--- GOAL ---
In the entries below, locate the line with "locate man's forehead", then give again that line and all lines after it, exactly, with pictures omitted.

--- INPUT ROWS ---
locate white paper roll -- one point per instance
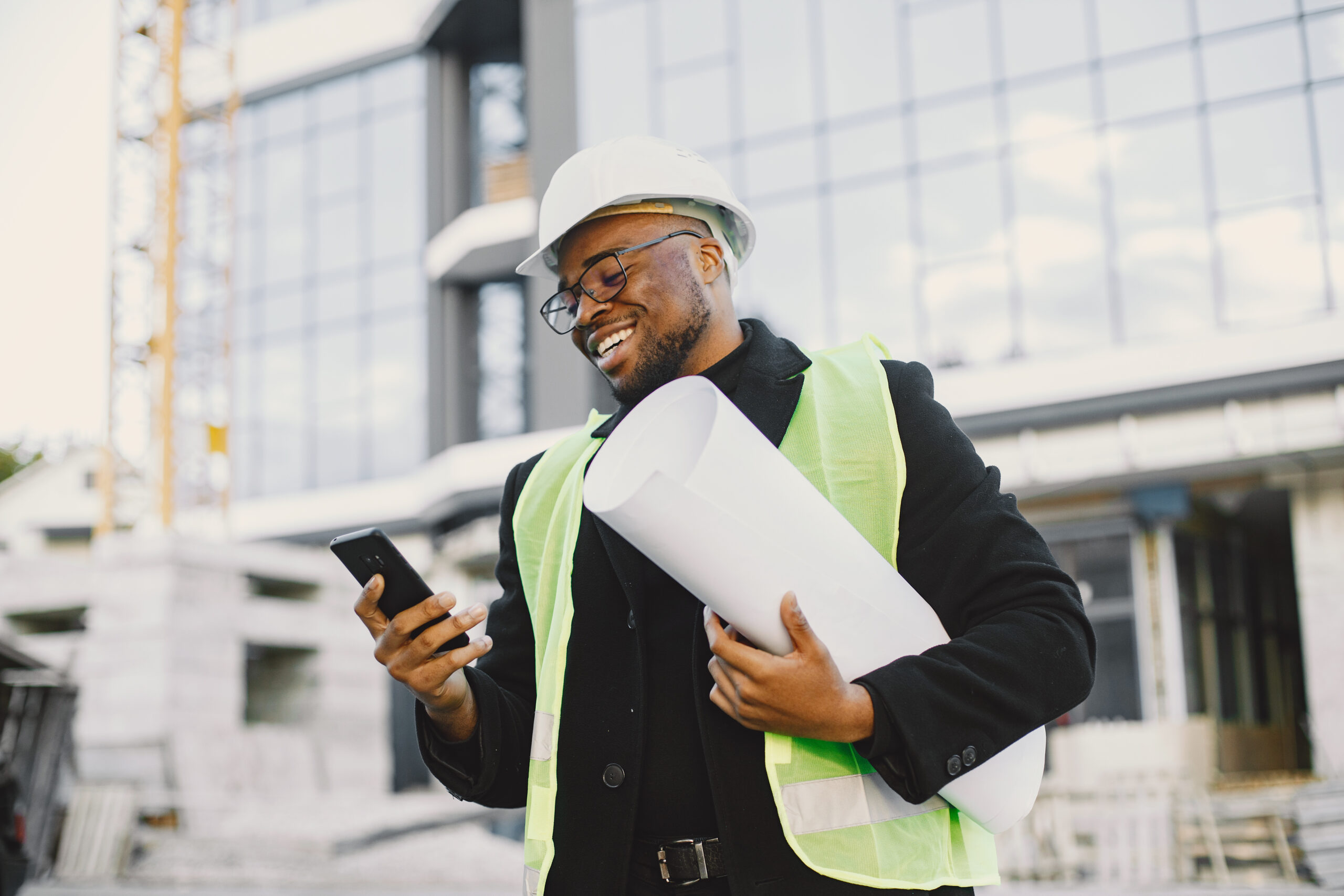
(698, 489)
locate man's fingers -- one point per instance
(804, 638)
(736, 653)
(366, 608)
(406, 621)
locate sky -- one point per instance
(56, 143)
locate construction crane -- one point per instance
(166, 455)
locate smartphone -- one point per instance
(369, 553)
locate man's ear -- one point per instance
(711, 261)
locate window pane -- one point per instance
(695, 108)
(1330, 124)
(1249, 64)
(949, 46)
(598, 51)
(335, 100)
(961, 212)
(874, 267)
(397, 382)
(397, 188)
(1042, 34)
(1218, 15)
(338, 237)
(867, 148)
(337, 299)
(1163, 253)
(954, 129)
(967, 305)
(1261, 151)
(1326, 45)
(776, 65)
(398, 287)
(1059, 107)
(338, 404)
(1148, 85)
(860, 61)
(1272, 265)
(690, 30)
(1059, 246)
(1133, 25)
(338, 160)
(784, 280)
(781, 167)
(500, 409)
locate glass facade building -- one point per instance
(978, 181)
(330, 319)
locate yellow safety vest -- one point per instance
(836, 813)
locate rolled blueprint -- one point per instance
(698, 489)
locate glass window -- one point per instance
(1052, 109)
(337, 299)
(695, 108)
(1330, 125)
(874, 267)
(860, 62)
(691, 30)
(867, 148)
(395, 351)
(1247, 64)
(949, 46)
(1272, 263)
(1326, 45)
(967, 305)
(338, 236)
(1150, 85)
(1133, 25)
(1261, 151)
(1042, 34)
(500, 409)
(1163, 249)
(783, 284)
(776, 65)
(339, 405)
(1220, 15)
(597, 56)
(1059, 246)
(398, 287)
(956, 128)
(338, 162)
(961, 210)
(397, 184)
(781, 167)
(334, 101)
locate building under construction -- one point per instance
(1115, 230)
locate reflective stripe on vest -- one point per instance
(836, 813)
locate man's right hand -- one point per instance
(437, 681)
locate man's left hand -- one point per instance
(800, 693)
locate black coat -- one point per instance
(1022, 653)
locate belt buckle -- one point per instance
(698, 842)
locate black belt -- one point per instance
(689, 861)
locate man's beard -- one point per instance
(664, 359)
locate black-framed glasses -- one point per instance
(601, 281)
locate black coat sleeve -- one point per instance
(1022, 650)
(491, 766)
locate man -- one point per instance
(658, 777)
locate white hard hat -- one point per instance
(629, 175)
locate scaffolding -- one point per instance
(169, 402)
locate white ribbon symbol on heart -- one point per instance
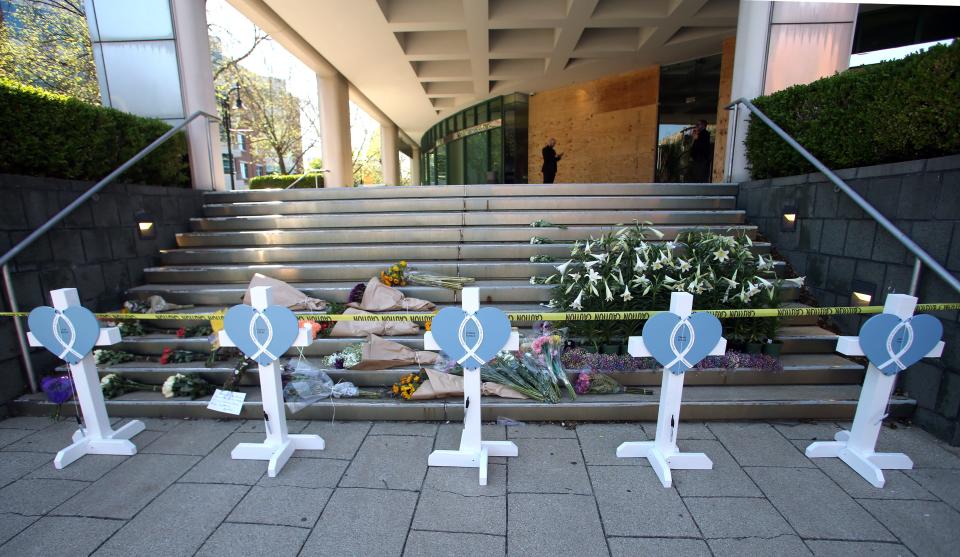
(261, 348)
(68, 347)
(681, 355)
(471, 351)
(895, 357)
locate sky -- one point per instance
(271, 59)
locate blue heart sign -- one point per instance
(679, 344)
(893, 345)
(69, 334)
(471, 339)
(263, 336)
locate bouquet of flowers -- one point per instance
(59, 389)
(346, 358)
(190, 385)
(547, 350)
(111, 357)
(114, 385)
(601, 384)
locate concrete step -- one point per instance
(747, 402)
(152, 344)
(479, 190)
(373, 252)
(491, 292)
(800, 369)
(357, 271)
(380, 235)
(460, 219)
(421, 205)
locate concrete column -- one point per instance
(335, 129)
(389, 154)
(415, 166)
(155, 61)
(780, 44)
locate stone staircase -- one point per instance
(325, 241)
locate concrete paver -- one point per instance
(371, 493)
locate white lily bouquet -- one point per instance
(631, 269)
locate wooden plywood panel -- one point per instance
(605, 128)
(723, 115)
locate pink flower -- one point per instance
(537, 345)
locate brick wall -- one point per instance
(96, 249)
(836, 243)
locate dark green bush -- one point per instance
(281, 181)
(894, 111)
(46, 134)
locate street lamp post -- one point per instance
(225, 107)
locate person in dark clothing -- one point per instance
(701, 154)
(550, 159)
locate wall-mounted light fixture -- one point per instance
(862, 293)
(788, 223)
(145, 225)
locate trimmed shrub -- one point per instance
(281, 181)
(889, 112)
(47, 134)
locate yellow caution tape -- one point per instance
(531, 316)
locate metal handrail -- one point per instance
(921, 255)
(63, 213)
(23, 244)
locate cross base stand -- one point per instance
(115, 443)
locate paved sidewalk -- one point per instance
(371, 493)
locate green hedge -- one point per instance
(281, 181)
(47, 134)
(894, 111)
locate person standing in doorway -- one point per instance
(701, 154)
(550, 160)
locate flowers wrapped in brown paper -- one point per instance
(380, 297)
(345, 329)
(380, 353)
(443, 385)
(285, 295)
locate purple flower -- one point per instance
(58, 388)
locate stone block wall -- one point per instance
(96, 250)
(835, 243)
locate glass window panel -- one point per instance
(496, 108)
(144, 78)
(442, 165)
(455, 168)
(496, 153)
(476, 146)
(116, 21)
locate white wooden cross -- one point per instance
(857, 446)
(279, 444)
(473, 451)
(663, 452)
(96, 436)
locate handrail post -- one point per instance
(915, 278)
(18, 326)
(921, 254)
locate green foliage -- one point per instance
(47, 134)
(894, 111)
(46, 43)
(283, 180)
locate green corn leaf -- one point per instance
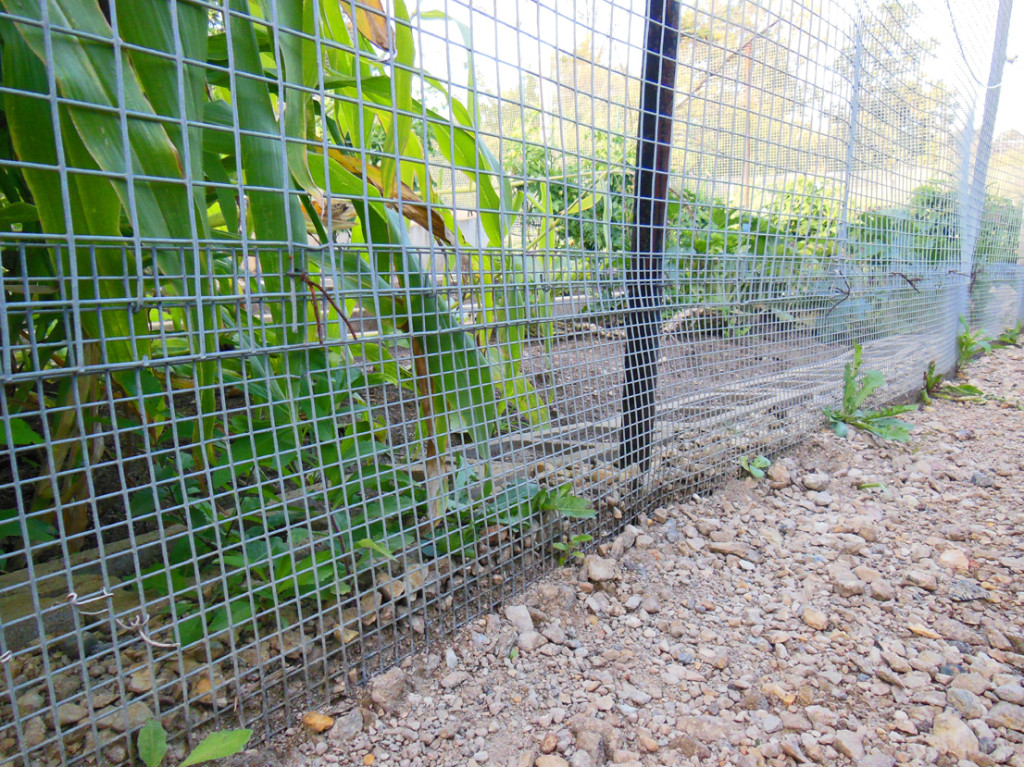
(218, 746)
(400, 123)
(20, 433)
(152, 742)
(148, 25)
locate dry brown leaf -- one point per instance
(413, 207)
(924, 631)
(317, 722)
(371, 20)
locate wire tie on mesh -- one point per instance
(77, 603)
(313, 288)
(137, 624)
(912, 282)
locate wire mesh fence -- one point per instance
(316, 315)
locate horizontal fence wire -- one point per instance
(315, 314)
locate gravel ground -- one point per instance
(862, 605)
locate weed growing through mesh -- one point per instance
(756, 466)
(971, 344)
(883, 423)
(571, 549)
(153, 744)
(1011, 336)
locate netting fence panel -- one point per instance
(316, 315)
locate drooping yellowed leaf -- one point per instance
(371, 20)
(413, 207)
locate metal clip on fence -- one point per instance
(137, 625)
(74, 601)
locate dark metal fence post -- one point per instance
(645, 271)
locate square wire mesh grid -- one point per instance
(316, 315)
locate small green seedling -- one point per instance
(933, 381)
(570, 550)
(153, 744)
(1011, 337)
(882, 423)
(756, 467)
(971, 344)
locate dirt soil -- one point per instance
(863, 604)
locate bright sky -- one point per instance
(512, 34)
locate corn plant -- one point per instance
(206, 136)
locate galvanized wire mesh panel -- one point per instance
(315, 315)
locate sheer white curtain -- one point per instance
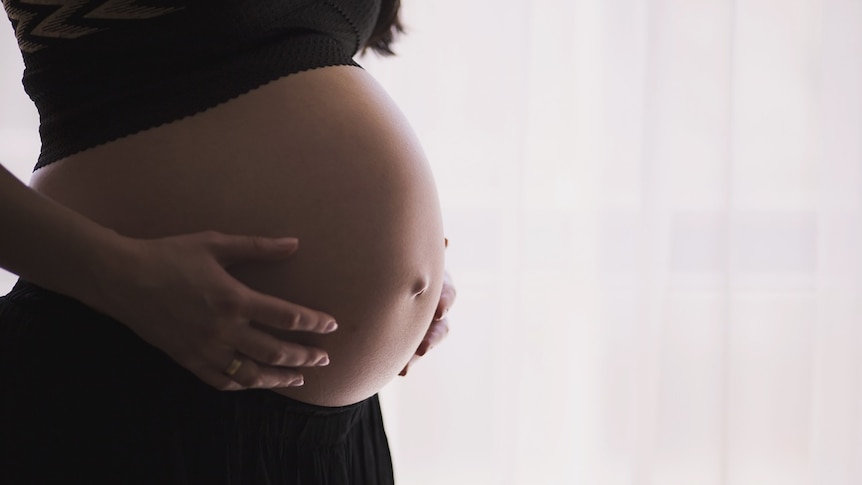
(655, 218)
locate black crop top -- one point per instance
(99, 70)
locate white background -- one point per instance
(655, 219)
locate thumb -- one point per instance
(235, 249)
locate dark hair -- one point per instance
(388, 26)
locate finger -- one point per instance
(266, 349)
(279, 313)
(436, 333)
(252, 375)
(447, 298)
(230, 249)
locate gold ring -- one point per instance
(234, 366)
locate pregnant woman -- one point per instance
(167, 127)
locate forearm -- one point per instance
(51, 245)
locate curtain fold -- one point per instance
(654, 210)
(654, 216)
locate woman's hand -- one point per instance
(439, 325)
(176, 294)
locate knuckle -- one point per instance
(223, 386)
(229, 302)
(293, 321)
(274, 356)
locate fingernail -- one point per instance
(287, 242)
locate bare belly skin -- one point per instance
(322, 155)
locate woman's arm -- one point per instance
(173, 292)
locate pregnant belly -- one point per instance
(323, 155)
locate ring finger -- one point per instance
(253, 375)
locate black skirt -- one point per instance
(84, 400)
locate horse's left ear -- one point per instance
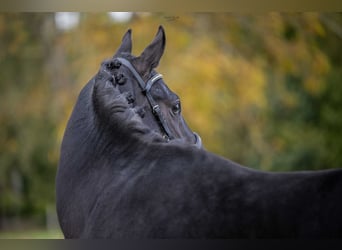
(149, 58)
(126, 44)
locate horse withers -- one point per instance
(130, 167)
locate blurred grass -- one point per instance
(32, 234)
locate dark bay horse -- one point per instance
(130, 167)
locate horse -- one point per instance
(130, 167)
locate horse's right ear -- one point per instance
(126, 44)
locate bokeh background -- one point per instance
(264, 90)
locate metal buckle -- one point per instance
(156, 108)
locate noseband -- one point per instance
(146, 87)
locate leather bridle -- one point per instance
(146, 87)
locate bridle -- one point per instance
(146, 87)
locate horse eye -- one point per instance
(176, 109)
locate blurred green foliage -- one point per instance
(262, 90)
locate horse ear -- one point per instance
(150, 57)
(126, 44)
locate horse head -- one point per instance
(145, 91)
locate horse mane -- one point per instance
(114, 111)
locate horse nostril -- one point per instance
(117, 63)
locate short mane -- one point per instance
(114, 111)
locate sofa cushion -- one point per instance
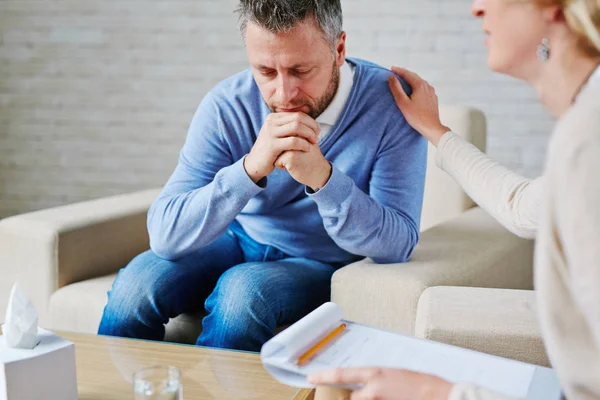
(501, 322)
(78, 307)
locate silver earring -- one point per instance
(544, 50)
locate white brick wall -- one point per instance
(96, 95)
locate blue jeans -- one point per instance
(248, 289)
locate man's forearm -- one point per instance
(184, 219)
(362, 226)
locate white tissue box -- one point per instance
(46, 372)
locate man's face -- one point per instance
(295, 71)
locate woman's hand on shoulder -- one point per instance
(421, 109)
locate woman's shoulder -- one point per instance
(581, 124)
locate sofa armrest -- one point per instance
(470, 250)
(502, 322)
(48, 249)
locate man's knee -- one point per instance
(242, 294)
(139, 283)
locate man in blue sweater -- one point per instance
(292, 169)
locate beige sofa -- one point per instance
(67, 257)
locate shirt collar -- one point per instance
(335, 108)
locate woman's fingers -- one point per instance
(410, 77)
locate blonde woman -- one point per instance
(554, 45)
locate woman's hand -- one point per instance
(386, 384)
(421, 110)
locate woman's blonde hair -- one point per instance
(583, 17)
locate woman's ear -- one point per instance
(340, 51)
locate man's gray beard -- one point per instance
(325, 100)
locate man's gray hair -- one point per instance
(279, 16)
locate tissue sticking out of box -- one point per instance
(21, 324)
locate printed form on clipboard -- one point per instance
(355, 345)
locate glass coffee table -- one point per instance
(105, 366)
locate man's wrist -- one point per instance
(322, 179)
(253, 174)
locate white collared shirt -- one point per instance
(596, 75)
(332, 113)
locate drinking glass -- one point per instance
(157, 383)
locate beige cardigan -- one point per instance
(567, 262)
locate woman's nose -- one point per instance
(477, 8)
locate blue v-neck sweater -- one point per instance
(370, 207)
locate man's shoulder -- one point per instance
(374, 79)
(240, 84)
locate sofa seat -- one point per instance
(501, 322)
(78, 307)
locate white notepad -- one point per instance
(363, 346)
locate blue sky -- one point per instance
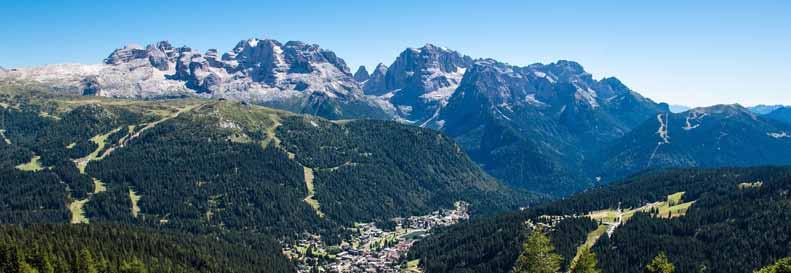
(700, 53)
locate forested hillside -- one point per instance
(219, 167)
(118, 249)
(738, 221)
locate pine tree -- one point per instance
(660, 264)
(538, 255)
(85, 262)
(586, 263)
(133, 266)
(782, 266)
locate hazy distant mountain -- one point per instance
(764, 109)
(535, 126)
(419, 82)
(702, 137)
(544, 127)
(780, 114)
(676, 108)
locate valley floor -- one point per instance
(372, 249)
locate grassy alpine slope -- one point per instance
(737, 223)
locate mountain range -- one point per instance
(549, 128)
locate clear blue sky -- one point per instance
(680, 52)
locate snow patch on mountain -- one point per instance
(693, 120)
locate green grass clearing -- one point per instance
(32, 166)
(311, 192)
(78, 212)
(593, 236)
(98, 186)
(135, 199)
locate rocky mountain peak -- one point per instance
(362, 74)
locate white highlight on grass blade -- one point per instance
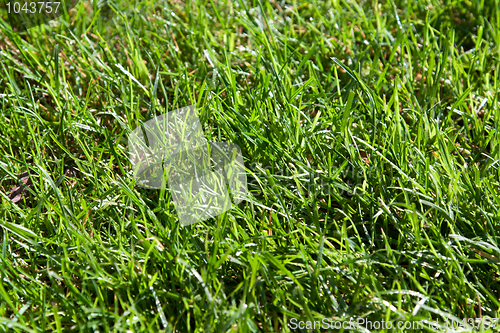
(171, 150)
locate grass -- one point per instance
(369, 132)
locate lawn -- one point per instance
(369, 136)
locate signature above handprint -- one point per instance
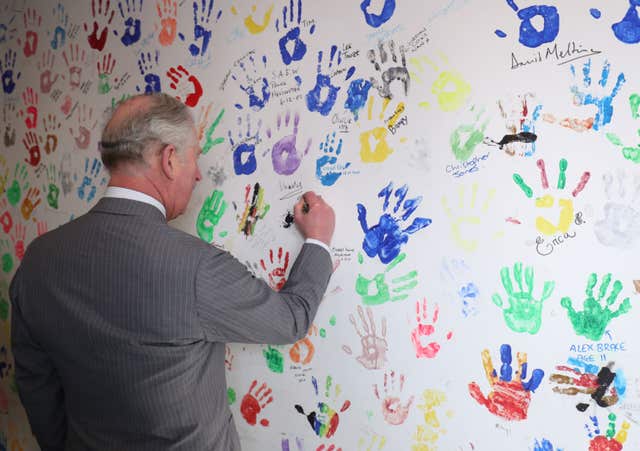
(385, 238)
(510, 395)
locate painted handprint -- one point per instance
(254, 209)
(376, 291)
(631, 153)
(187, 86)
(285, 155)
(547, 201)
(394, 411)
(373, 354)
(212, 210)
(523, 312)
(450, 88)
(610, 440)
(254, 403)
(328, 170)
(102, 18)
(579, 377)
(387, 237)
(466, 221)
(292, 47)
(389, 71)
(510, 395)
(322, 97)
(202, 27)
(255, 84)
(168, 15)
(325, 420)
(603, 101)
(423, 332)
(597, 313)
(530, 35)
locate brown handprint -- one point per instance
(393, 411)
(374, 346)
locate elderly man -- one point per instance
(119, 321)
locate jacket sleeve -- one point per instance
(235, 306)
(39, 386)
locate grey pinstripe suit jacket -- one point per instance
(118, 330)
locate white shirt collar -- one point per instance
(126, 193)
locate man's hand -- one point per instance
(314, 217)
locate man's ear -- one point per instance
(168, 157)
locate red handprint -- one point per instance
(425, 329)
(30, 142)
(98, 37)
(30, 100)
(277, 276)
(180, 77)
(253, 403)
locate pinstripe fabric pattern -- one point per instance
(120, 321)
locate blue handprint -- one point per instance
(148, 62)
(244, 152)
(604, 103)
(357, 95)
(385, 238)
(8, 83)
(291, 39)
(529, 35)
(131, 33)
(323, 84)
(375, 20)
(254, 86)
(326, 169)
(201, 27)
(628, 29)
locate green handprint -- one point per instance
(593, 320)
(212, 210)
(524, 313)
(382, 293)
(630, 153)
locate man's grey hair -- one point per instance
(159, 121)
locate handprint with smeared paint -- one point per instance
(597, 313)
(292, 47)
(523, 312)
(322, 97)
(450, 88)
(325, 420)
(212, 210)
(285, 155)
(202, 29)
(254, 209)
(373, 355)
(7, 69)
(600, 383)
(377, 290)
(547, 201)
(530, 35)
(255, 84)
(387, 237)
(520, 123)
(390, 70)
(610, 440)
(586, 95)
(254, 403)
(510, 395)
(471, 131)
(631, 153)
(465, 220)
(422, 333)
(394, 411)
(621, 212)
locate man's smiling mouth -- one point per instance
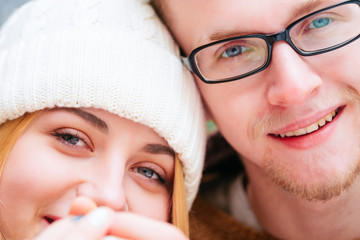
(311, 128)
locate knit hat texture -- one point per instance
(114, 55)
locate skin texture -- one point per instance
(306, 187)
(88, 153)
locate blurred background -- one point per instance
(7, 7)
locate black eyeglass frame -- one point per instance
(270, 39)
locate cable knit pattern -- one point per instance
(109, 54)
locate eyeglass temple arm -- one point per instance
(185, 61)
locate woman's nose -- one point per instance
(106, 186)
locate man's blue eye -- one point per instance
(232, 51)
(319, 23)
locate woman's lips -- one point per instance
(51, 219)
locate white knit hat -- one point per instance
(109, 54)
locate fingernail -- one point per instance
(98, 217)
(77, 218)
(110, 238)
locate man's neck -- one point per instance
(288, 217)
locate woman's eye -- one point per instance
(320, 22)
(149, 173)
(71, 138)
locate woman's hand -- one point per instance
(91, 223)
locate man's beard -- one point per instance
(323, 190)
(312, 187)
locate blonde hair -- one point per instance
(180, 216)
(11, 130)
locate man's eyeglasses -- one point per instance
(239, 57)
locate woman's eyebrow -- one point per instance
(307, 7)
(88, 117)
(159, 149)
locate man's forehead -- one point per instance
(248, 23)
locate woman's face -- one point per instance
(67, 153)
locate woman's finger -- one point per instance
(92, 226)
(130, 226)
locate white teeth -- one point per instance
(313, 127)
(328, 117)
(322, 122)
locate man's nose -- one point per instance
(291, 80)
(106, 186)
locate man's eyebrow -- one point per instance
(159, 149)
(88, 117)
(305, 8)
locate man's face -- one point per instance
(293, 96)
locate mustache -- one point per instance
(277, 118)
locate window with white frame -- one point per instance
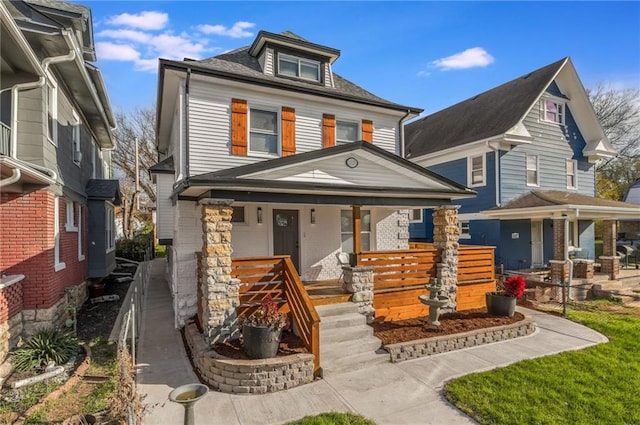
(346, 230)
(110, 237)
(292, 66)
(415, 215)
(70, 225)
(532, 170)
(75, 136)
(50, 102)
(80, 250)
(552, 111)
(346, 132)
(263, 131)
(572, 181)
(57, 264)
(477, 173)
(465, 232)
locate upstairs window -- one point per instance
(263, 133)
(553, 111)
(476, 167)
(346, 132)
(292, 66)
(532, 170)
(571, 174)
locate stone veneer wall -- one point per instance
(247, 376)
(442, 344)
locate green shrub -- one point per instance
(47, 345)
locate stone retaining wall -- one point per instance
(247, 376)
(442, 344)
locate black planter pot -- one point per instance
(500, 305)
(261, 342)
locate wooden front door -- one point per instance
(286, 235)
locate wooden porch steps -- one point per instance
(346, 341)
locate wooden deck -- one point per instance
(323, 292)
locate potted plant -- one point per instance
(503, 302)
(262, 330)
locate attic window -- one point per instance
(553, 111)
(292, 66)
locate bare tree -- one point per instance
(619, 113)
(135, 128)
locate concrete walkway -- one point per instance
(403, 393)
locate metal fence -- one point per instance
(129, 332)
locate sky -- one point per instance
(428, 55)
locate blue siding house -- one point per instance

--- REPLY ---
locate man's forehead -- one point per instance
(248, 23)
locate woman's face -- one point per instance
(67, 153)
locate woman's finger -- one point per instance
(92, 226)
(130, 226)
locate white teeth -- one point per instance
(313, 127)
(328, 117)
(322, 122)
locate man's nose -- one point per instance
(291, 80)
(106, 186)
locate man's eyebrow -- one point per instance
(159, 149)
(88, 117)
(305, 8)
locate man's face -- one point per instance
(293, 96)
locate mustache -- one point per instance
(277, 118)
locate window with white frame -- one point per instance
(346, 230)
(110, 237)
(292, 66)
(415, 215)
(70, 225)
(532, 170)
(75, 136)
(50, 102)
(80, 250)
(552, 111)
(346, 132)
(263, 131)
(572, 181)
(57, 264)
(477, 173)
(465, 232)
locate upstairs window -- one point per instance
(263, 133)
(553, 111)
(476, 167)
(346, 132)
(292, 66)
(532, 170)
(571, 174)
locate stone veneer wall -- one point per instance
(247, 376)
(442, 344)
locate green shrub -- one point per instance
(47, 345)
locate stone retaining wall -- one point per instance
(247, 376)
(442, 344)
locate black planter pot -- one point per instance
(500, 305)
(261, 342)
locate wooden front door -- one point per instance
(286, 235)
locate wooden porch steps -- one point per instance
(346, 341)
locate wooden deck -- one point per instance
(323, 292)
locate potted plant -- one point per instance
(503, 302)
(262, 330)
locate attic window -- one point per instance
(553, 111)
(292, 66)
locate bare tree -- one point per instance
(619, 113)
(135, 128)
locate concrete walkway -- one point per instance
(403, 393)
locate metal fence -- one point per instance
(129, 332)
locate sky -- one point per instance
(428, 55)
locate blue siding house -- one point per instance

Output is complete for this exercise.